====== Given records

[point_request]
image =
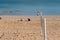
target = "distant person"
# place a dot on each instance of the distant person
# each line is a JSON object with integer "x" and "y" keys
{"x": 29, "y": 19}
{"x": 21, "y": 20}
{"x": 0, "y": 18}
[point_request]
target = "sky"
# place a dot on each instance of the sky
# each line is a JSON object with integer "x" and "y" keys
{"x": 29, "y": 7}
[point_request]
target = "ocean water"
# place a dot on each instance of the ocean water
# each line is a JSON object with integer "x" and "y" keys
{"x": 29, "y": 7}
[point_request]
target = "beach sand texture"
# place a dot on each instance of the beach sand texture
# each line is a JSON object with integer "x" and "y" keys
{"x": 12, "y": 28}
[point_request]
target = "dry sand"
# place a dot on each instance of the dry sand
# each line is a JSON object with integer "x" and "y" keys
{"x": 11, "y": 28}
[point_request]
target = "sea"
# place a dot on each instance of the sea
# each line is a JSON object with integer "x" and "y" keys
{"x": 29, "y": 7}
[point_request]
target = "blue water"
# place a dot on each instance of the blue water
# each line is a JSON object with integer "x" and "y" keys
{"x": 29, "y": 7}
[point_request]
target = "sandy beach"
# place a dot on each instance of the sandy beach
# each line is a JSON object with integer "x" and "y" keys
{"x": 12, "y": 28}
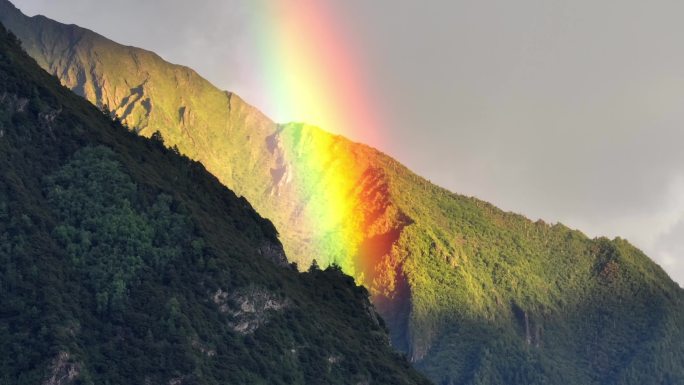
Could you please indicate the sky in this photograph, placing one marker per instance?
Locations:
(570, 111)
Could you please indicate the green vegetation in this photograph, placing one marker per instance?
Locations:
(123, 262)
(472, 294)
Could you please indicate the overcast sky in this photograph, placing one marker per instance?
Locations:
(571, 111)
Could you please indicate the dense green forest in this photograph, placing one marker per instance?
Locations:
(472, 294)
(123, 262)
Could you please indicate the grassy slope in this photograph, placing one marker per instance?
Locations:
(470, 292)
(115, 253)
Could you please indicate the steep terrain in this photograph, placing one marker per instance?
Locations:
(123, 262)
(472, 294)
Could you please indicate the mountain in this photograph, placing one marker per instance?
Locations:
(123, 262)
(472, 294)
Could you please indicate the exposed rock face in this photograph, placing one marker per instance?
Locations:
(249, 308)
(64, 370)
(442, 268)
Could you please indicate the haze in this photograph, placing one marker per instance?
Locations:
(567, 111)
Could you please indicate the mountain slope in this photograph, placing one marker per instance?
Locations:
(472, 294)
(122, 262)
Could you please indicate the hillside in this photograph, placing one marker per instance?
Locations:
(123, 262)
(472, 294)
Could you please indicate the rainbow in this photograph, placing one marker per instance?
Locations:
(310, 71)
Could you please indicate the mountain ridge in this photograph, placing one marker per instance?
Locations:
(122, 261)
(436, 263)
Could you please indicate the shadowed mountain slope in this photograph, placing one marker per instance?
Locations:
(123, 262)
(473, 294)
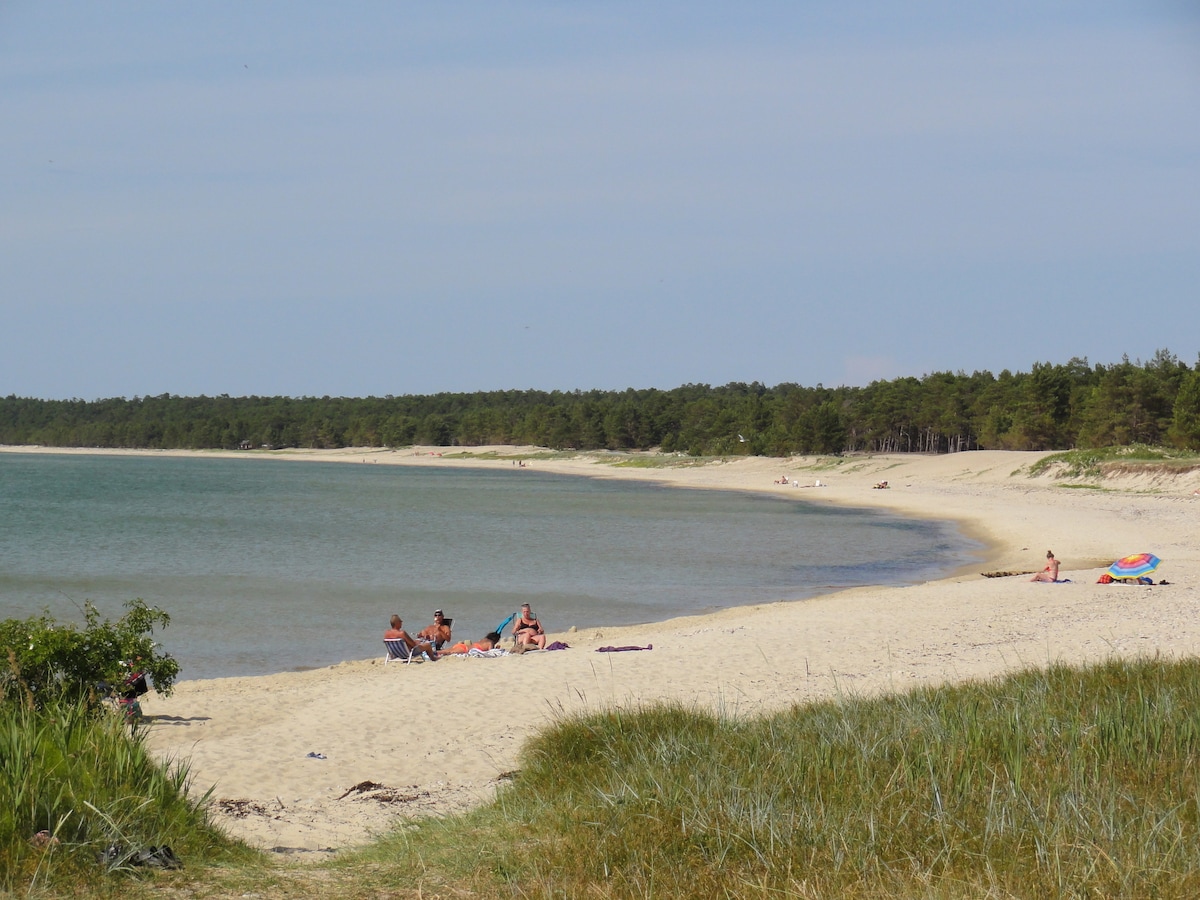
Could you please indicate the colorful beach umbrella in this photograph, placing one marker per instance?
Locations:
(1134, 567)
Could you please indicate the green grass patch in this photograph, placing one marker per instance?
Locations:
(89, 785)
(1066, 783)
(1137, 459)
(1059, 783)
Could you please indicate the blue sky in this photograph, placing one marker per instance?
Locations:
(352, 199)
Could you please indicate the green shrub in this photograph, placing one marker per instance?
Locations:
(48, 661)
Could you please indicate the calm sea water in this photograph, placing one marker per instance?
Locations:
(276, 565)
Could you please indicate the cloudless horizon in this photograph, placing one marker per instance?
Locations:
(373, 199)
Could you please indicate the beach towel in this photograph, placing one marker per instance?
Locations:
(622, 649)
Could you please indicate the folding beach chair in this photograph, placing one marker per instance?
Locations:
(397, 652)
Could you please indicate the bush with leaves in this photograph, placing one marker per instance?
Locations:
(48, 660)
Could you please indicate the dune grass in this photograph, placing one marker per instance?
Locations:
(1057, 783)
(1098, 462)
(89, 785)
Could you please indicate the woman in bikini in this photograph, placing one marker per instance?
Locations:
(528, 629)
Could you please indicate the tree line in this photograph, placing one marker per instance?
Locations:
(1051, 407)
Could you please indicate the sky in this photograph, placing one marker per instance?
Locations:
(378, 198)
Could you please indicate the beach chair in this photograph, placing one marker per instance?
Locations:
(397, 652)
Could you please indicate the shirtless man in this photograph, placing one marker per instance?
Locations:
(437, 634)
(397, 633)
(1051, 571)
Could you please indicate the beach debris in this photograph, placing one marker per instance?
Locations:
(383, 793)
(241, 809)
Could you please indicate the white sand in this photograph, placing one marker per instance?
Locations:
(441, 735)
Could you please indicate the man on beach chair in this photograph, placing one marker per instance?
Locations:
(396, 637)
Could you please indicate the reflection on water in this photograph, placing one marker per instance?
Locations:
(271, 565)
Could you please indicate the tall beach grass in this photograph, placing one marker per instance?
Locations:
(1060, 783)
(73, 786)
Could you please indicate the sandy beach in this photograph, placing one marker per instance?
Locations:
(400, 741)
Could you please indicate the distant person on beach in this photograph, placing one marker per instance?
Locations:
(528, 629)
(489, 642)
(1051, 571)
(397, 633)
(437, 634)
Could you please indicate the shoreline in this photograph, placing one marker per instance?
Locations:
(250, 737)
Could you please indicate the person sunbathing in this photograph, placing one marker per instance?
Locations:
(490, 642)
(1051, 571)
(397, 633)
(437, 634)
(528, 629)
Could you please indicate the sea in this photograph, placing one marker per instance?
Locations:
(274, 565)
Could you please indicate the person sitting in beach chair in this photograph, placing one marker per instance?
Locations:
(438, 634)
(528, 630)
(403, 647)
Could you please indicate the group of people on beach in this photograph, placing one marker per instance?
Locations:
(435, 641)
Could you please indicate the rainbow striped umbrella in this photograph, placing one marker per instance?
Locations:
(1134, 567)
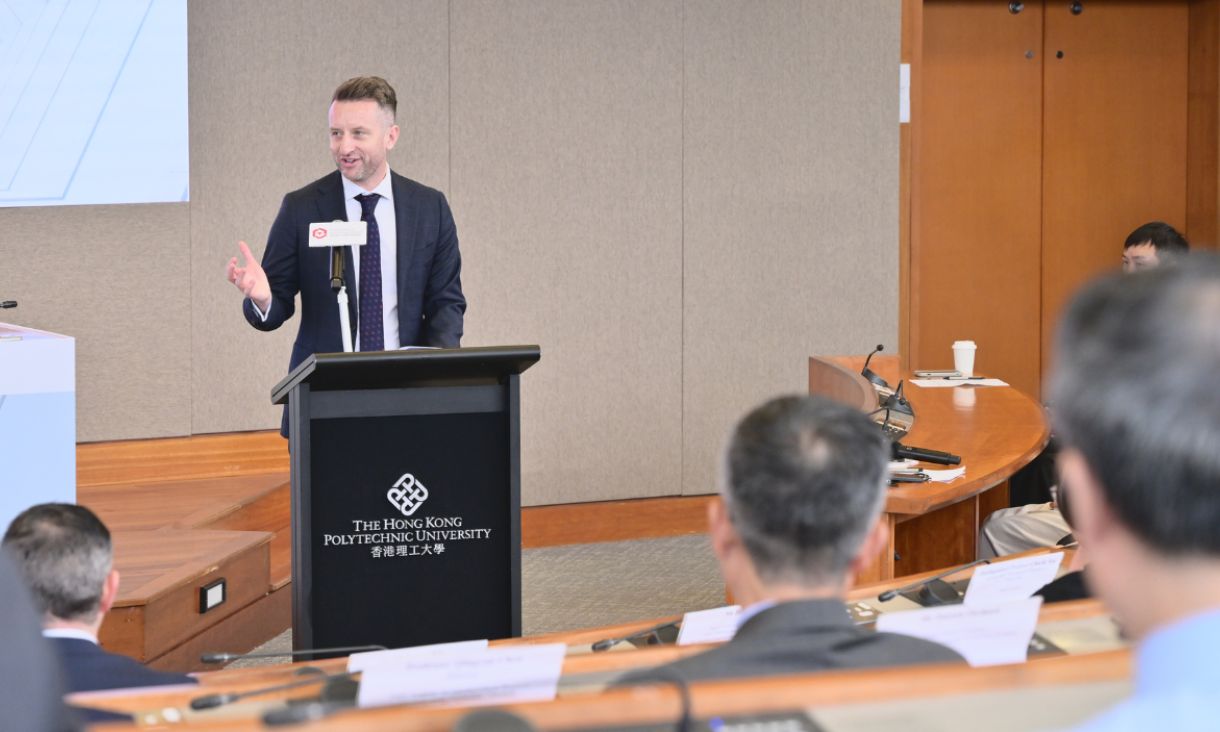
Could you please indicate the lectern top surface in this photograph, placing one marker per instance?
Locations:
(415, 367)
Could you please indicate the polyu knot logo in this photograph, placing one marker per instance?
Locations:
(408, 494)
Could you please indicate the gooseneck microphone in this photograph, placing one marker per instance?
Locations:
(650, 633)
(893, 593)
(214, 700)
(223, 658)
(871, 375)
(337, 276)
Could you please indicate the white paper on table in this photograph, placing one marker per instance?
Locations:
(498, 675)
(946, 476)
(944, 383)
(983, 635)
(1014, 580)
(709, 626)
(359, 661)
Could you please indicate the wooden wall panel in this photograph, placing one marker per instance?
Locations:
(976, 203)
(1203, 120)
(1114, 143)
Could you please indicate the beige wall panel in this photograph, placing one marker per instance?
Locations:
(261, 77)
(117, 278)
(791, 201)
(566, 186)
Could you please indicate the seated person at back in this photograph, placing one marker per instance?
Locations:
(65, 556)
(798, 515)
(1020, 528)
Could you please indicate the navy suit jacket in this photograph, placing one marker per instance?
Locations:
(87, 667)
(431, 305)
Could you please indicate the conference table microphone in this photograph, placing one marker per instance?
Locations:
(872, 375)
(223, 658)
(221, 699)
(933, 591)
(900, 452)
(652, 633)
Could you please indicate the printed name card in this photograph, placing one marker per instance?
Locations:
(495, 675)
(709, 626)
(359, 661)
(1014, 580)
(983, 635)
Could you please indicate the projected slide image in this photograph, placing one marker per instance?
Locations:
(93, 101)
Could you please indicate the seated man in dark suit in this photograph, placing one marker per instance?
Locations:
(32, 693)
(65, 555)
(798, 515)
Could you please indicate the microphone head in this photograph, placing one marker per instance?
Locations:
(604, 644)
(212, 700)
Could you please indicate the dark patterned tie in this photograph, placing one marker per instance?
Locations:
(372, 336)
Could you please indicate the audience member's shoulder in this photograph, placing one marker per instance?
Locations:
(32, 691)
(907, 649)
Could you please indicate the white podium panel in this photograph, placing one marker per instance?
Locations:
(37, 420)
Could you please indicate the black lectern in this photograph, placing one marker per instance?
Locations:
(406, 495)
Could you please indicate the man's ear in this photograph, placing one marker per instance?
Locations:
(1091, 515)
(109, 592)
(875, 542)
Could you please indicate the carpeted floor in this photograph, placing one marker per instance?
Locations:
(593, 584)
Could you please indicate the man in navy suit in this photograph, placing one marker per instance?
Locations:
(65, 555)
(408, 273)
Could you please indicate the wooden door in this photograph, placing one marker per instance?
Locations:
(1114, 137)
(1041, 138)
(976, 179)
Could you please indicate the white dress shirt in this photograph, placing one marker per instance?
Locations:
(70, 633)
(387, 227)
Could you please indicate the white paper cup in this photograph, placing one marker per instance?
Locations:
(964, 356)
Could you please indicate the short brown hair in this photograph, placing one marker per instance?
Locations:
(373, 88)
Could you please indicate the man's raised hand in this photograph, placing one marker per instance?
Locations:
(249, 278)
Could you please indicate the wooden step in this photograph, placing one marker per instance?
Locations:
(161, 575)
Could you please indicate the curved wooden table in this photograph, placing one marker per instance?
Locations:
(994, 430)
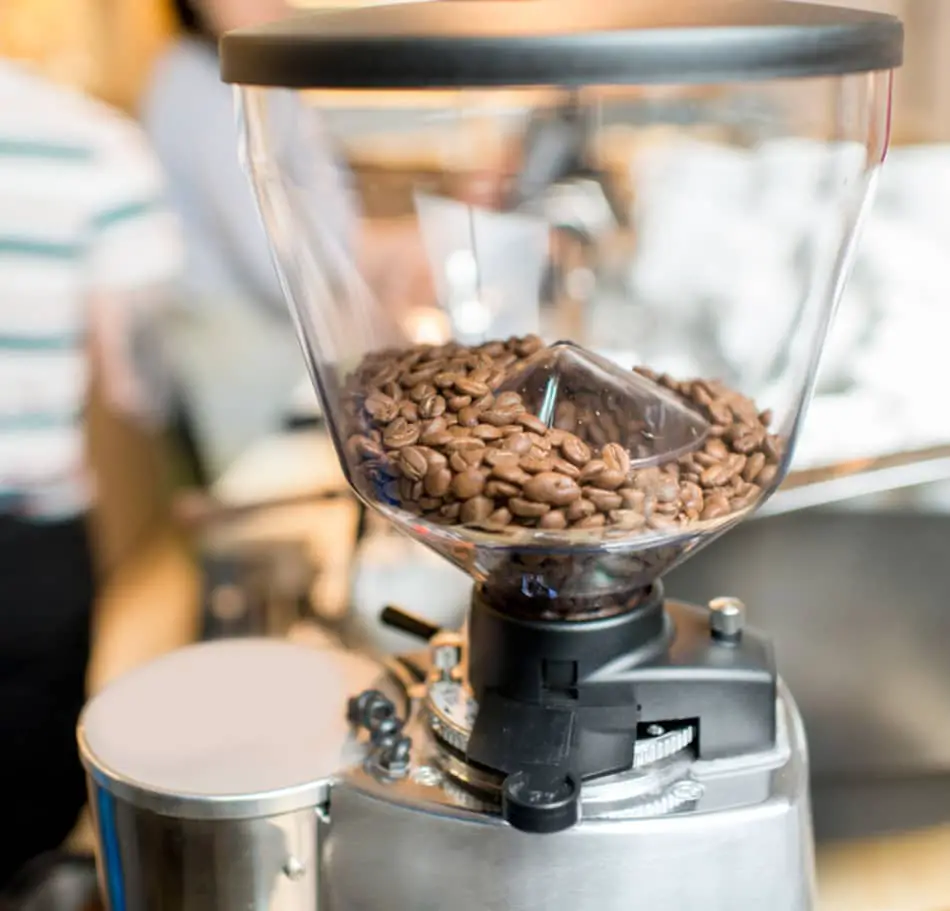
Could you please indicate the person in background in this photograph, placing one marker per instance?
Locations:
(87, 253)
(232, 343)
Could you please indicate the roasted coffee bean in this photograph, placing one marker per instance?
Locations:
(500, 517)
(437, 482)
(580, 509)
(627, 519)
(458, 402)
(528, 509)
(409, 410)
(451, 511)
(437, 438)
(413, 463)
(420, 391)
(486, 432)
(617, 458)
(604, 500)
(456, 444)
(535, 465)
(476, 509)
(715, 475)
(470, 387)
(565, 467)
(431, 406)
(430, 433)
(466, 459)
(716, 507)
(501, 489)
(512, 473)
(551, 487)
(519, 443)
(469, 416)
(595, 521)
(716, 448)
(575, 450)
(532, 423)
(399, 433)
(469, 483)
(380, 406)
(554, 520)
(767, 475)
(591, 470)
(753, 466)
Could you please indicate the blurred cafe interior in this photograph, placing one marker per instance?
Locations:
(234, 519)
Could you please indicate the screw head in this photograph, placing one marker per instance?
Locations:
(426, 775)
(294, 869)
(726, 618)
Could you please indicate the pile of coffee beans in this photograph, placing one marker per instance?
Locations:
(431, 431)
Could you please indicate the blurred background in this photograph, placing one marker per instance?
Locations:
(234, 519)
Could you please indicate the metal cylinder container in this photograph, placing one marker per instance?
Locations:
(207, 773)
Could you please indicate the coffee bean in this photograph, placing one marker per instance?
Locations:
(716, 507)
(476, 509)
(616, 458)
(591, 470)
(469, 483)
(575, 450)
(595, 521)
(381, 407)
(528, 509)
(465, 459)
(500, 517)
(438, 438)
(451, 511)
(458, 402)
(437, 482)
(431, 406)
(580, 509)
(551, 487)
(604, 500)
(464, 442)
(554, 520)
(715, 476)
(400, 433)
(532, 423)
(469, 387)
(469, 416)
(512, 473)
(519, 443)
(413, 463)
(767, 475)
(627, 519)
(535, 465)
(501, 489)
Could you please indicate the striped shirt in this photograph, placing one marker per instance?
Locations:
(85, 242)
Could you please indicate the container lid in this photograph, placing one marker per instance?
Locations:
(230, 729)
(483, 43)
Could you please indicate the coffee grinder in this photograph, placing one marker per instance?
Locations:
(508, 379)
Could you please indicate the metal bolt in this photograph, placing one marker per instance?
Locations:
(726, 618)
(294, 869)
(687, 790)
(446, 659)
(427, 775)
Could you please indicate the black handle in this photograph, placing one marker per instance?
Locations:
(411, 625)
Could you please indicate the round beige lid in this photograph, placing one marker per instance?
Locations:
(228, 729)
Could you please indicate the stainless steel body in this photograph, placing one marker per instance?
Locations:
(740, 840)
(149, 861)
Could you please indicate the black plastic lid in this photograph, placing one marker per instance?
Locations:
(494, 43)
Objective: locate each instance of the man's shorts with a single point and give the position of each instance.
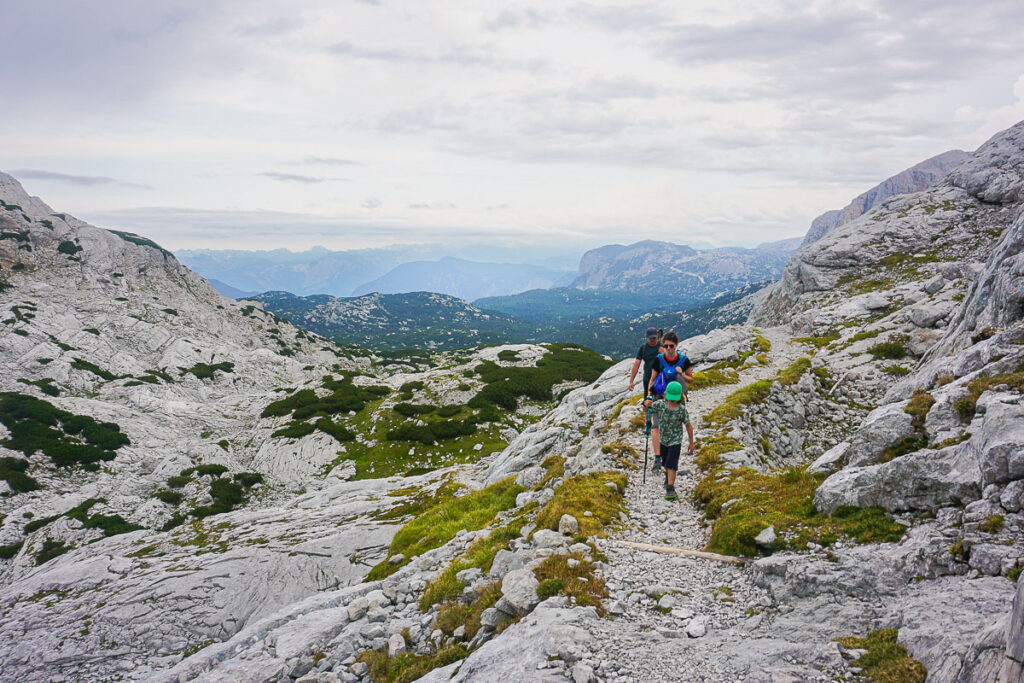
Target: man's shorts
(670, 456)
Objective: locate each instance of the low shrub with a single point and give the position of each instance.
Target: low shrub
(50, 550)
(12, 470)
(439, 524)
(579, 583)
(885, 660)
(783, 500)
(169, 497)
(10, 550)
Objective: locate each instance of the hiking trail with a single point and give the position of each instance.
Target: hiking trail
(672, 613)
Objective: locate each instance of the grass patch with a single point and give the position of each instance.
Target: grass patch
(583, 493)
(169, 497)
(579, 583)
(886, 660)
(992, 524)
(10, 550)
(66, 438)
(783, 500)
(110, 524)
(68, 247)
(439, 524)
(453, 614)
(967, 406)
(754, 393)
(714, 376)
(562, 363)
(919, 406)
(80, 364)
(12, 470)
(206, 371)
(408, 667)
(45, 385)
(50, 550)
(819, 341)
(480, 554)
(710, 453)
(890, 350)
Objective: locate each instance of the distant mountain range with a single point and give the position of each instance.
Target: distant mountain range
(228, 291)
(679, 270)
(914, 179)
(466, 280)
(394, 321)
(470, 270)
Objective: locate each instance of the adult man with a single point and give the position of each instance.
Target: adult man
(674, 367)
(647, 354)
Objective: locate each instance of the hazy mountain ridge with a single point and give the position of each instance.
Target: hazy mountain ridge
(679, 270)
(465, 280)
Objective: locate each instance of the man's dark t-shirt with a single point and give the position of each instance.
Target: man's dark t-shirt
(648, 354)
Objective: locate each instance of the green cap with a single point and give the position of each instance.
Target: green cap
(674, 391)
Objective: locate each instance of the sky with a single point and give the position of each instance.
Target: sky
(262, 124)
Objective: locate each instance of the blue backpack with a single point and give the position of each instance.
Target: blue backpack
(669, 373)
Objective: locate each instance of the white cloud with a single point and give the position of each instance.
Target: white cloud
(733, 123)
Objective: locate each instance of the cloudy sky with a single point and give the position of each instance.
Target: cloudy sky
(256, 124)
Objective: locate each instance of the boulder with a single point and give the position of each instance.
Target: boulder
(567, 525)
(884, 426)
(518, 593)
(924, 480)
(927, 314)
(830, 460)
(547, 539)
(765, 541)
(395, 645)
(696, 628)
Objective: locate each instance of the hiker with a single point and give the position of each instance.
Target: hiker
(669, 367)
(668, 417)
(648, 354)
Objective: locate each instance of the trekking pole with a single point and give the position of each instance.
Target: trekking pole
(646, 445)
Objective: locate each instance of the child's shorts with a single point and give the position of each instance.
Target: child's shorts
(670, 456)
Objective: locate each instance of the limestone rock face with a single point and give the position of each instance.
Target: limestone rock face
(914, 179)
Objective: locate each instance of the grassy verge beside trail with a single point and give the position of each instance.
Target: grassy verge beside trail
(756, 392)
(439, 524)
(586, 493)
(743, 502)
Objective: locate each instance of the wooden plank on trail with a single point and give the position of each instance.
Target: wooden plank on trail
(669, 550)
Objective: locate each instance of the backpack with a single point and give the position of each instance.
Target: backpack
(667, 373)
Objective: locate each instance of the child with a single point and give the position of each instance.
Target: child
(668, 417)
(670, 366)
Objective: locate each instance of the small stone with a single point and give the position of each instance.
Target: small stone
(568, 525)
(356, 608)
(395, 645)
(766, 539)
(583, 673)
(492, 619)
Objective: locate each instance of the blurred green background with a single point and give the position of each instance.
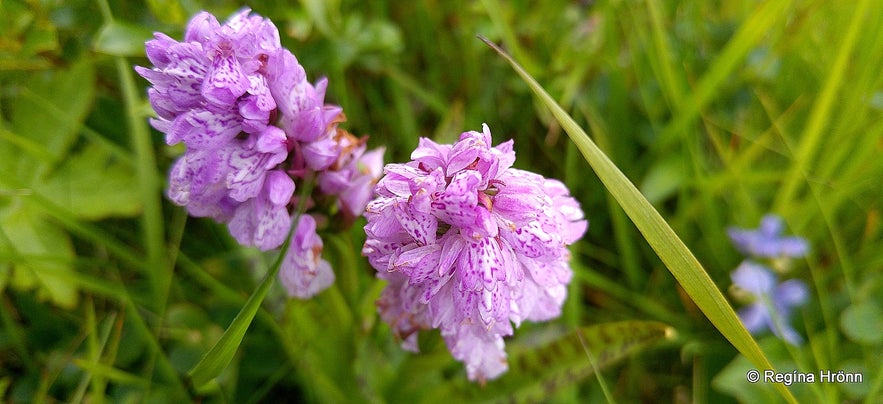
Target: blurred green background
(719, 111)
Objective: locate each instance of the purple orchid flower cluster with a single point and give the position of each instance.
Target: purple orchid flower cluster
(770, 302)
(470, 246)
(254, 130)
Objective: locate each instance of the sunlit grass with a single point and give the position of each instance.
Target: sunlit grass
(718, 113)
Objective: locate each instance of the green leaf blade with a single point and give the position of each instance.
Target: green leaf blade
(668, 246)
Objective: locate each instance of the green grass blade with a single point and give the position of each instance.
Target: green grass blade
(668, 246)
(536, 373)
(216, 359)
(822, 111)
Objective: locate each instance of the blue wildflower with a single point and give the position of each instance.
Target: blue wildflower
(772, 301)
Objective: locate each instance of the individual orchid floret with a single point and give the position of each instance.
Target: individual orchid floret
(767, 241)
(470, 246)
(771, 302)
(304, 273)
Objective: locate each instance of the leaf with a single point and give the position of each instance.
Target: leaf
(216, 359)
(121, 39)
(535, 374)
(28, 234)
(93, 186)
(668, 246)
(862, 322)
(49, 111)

============

## Written request
Starting from the line containing "Objective: locate each instance of the sunlit" and ending with the final line of the data, reproduce each line exactly as it appears, including no other lines.

## The solution
Objective: locate each instance of the sunlit grass with a single point and give the position of each instance.
Target: sunlit grass
(718, 113)
Objective: locate each instance of the green leaf blade with a single point and give the position of each instance.
Target: green leaf blade
(668, 246)
Objective: locate each instance of the green grass blade with a single point and give the position of each instance.
Target: green grass blade
(668, 246)
(536, 373)
(216, 359)
(822, 111)
Objective: locate each instance of the blue wildflower with a single point and give the position of each instance.
Target: blue wildflower
(772, 301)
Objective: locate each instance of the individual orchid floret with a single point and give the position of each instance.
Target: individual orchid floret
(767, 241)
(470, 246)
(771, 302)
(304, 273)
Objective: locate each instance of the leaf with a single point and give the position of each instance.
Target: leaf
(216, 359)
(121, 39)
(535, 374)
(28, 234)
(93, 186)
(668, 246)
(862, 322)
(49, 111)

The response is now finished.